Task prompt | Please reproduce all of the lines below, word for word and in full.

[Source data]
*****
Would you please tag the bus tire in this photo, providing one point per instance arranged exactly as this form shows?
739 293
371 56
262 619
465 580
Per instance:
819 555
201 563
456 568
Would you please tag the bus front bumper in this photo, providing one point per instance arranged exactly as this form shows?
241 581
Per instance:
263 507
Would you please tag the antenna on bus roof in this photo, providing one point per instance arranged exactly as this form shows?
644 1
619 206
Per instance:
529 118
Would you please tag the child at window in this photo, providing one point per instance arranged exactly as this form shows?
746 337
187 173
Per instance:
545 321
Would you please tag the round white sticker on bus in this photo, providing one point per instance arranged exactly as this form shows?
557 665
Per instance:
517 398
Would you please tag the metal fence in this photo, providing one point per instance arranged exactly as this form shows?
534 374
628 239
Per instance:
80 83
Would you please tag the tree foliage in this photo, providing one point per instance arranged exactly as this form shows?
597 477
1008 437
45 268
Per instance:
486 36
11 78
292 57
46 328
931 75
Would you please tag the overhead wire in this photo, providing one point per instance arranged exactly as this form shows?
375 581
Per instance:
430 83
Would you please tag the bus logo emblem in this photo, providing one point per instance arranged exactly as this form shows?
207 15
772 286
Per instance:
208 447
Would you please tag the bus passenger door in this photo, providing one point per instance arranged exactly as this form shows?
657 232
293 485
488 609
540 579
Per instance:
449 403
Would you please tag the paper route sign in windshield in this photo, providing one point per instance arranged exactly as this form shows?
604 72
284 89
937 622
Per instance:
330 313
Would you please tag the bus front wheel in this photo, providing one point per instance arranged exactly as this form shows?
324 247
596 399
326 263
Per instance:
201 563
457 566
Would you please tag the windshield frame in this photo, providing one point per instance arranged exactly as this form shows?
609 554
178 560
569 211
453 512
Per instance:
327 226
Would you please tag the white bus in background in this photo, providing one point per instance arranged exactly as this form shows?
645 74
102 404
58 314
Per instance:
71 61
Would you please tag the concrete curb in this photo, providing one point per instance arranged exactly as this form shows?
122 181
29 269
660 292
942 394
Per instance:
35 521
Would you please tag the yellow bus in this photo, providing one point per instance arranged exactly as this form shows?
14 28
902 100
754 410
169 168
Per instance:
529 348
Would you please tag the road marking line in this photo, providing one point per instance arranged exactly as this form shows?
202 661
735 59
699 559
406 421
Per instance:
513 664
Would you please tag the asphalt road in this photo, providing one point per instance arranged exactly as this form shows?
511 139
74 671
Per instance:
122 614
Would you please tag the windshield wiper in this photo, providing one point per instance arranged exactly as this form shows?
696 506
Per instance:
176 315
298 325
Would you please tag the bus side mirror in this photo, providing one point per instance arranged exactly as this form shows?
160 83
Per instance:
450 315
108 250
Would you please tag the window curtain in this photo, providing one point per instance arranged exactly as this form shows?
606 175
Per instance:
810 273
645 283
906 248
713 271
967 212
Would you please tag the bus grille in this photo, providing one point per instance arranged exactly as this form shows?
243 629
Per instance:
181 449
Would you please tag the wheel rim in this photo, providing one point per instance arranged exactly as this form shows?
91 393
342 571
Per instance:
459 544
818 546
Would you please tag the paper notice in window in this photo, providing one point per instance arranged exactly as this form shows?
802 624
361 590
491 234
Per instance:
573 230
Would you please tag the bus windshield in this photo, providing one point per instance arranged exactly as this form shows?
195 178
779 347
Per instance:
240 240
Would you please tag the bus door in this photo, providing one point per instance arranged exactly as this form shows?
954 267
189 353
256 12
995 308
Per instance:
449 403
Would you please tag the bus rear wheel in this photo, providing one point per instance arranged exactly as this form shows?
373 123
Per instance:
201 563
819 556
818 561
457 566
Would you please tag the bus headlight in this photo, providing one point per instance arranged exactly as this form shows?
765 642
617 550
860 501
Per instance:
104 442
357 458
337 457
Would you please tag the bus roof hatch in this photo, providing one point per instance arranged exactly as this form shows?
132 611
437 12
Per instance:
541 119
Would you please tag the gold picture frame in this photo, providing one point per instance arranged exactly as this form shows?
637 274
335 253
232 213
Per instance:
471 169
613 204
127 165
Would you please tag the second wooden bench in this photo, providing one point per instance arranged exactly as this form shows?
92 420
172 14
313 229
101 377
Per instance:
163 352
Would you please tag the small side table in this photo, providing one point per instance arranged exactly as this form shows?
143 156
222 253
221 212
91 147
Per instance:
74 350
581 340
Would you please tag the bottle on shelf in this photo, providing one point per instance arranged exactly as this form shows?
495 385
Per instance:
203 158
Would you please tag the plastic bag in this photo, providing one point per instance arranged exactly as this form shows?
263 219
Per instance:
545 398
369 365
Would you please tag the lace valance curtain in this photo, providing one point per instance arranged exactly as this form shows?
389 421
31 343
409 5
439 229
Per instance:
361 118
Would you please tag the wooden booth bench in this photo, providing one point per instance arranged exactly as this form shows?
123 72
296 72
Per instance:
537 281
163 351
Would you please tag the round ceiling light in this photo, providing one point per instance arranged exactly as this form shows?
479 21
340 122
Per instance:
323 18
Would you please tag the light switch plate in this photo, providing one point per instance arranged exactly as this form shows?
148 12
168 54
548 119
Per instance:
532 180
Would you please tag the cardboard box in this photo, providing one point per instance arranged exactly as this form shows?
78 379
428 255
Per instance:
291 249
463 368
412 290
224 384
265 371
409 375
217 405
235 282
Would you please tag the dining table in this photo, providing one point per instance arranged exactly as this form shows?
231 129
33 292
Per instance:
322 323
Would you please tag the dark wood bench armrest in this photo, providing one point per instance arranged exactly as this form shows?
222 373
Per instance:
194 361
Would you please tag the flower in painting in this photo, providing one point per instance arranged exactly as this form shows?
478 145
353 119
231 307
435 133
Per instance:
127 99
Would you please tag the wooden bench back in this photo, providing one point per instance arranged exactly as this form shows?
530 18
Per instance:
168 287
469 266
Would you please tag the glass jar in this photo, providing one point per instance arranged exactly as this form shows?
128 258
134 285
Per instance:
*****
Expected answer |
Would you please tag the bus tire in this photo, providing one point per instance arranged exactly as this form shows?
739 293
371 56
262 619
465 580
Per instance:
819 555
201 563
456 568
Would you please tag the bus front bumper in this photo, providing one point per instance arranged exactly as this form shows?
241 581
Per instance:
263 507
Would you please tag the antenna on bus roof in this photo, providing one point per instance arranged exactly as this form shows?
644 1
619 206
Per instance:
529 118
Would you please tag the child at window in this photo, providing one point per instance arranged exactly as this form shows?
746 337
187 173
Per instance:
545 321
Would you please tag the round white sticker on bus in this photo, providing one point per instance arranged exactly as this form shows?
557 665
Per instance:
517 398
Would you please tag the metal fence in this photo, providing one point per instance arranged exactly as this form shows?
534 374
628 239
Per instance:
80 83
Would you please tag the tree foliage in this photo, providing one point per instance arranged exactly as this form shows?
597 477
1008 437
45 268
Per instance:
486 36
11 78
292 57
46 328
931 75
Would you please tag the overhead wire in this photo, providing one point per instance arranged exactly as this form shows?
375 581
Per instance:
430 83
Would you please tag the bus logo emblem in this photo, providing one point per instance arranged exactly as this form shows?
207 15
772 286
Per instance:
208 447
Would you please tag the bus passenger door in this photo, providing one point per instance arranged exactly as this form shows?
657 232
293 485
488 609
540 579
Per instance:
449 403
Would you please tag the paper route sign in windshield in this photo, providing one point per instance arranged exactly as this form shows?
604 72
284 89
937 622
Per instance:
330 313
Would you please tag the bus front wheel in this photo, providing one point per instance arranged exactly as this form shows?
324 247
596 399
326 263
Per instance:
201 563
457 566
Would you please tag the windshield frame in this photo, providing one point per instance arranged exactly as this form shows?
609 554
178 560
569 211
453 512
Per instance:
327 226
Would you please tag the white bus in background in this photo, providing one point per instance arranged exactly as this form shows?
645 74
102 404
58 314
Per instance:
71 61
Would you please tag the concrete curb in this photo, providing one point per instance arranged exactly as this form shows?
122 181
29 269
660 292
942 394
Per instance:
35 521
Would you please tag the yellow bus in this photo, providing one point per instance arranged exactly as this form shows?
14 28
902 100
754 410
169 168
Per instance:
529 348
Would you please tag the road marking line in this photo, providing one point per instance arranged exactly as this form shows?
202 661
735 59
699 559
406 421
Per instance:
513 664
Would you please tag the asphalt road in this photo, providing one point per instance arranged exactly as this form shows?
511 139
74 671
Per instance:
122 614
Would you please tag the windshield wiper in this photo, providing one point per instance arranged exactly as this form shows?
696 506
Per instance:
176 315
298 325
Would you please tag the bus side mirror in this photo, providing one point per instance arranged exactly as this form shows?
160 83
Per instance:
450 315
108 250
Would you please tag the window curtain in this photo, providing one point per instance arranged exactly as this form shows?
606 175
Per instance:
810 273
645 283
906 248
713 271
967 212
Would you please tag the bus grille in this photo, providing one point per instance arranged exactly as this form shows?
243 629
Per instance:
181 449
Would you please tag the wheel rim in this photo, providing one point per instance arranged exactly as this form shows?
91 393
342 571
Per instance:
459 544
818 546
Would you please tag the paper notice in window in this photo, providing one point per instance arranged exactly as this form shows?
802 624
361 590
491 234
Per instance:
573 230
Would you please tag the bus windshield in this photo, providing one point per instance arranged exactly as this form shows?
195 178
779 347
Per instance:
240 240
Would you please tag the bus door in this photo, providing one point per instance arranged exactly as this form shows?
954 267
189 353
256 12
995 308
Per instance:
449 403
Would you please tag the bus rear wheel in this photo, providing one point per instance arranged exactly as this form shows?
373 123
Per instance:
201 563
819 556
818 561
457 566
Would you please tag the bus headlight in this photo, providing one point per instance arranged exactly as this form shows?
765 642
617 550
860 501
Per instance:
104 442
357 458
337 457
Would you please tag the bus roof hatch in this photo, providing one point per instance arranged exactly as this form shows?
132 611
437 12
Per instance:
541 119
Would you please tag the gold picture frame in this photo, providing one point per instance arranged exactly as this form shows?
637 274
335 253
232 213
Per instance:
471 169
613 204
127 165
Would you please tag the second wooden bench in this photo, providing one point per instance arranged exactly as this form shows?
92 420
172 14
313 229
101 377
Per instance:
163 352
Would you please tag the small side table in this photo, providing one point per instance arranged exactly as this form shows?
143 156
222 253
221 212
91 147
Per instance:
74 350
581 340
Would you please tag the bottle on shelf in this photo, providing one point per instance arranged exactly as this form shows?
495 385
Per instance:
203 158
Would you please tag the plastic bag in this photo, providing one point per instance arranged exactly as this form shows?
263 219
Per instance:
545 398
369 365
Would you please tag the lace valance curtain in this photo, providing one point per instance arranged exactly as this form shows?
389 421
31 343
409 5
439 229
Per instance:
361 118
Would you please tag the wooden booth bench in this photo, providing one point per instance arranged exactly as this form shows?
123 72
296 72
Per instance:
537 281
163 351
Would you please tag the round ceiling light in this photo, providing one point per instance arranged exactly as this form shows?
479 21
340 122
Per instance:
323 18
Would you please tag the light switch plate in this photo, providing one point per instance arranged exactly as this form shows?
148 12
168 54
548 119
Per instance:
532 180
Would you please tag the cardboard box in this photo, providing one point per instance arranged exactly as this form shows?
78 379
428 255
Per instance:
291 249
463 368
412 290
224 384
265 371
409 375
217 405
235 282
Would you please tag the dining table in this photo, providing one point per instance arranged exactly as this form shows?
231 129
33 292
Per instance:
322 323
Would you please tag the dark wood bench armrest in this photo, providing one point per instance arranged exactly as this form shows?
222 373
Per instance:
194 361
Would you please tag the flower in painting in this photo, providing one point per instance arranged exactly as this form shows?
478 145
353 119
231 307
435 133
Per instance:
127 99
Would you please tag the wooden bench back in this photo, providing one point per instance arranged exactly as this form shows?
530 18
Per instance:
168 287
469 266
Would you please tag the glass jar in this photo, providing one point per instance arranged exactly as this form shows?
128 258
134 285
Per instance:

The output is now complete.